◆ EXERCISE AIM ◆
I'd like every line in the following listing that holds "white" copied.

◆ DATA FOR REVIEW ◆
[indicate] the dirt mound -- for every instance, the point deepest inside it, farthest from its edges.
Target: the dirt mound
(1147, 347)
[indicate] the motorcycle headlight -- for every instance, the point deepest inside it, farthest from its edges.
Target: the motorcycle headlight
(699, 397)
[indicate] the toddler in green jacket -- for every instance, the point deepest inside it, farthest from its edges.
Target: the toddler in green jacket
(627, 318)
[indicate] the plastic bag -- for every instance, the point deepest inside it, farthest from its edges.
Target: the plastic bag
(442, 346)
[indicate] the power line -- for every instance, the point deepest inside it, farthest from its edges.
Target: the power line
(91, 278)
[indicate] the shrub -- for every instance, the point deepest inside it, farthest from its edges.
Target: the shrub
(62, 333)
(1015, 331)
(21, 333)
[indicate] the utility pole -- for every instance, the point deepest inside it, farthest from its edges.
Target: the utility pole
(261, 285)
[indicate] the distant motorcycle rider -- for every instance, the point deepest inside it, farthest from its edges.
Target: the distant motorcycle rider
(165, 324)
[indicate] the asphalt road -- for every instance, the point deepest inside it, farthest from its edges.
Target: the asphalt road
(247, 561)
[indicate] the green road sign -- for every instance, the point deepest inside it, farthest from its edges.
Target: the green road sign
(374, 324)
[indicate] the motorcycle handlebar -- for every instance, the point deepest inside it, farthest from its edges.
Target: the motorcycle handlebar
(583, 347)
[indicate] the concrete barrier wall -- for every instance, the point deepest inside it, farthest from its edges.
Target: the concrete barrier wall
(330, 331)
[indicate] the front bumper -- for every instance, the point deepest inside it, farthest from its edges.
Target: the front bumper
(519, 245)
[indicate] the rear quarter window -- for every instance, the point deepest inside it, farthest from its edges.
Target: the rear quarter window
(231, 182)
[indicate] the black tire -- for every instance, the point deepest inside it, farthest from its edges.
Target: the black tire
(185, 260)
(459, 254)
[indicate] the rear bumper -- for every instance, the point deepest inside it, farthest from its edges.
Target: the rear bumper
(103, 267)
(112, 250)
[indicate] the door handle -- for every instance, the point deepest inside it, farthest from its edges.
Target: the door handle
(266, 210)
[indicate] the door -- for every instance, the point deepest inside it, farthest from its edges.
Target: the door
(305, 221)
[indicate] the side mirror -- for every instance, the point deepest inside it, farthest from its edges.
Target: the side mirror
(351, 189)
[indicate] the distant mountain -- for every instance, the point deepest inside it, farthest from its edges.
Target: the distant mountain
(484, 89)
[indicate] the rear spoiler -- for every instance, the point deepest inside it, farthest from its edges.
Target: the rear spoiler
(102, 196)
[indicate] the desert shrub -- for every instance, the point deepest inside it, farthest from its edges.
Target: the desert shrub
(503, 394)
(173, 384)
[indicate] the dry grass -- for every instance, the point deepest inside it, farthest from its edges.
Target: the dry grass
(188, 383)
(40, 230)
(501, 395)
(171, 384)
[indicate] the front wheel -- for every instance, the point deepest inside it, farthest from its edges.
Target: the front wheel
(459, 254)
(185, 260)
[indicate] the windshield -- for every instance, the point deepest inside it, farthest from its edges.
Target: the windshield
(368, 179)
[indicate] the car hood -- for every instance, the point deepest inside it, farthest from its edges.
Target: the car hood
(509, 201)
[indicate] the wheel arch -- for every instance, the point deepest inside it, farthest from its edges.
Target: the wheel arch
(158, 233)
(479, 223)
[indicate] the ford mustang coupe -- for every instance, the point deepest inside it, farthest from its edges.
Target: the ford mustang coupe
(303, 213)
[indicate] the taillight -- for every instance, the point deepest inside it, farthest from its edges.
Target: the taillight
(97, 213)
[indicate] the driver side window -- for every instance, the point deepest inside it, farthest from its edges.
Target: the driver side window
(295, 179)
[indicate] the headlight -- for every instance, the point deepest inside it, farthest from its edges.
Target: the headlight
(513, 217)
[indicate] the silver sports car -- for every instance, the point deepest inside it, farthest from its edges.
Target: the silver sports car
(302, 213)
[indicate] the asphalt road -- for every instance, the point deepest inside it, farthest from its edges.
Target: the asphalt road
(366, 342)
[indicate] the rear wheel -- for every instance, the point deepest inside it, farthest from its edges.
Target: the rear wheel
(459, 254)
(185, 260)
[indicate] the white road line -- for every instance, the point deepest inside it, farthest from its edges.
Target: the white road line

◆ YOUR SOLUTION ◆
[indicate] the white road line -- for every instance, the point deepest inside it, farthest from its edges.
Target: the white road line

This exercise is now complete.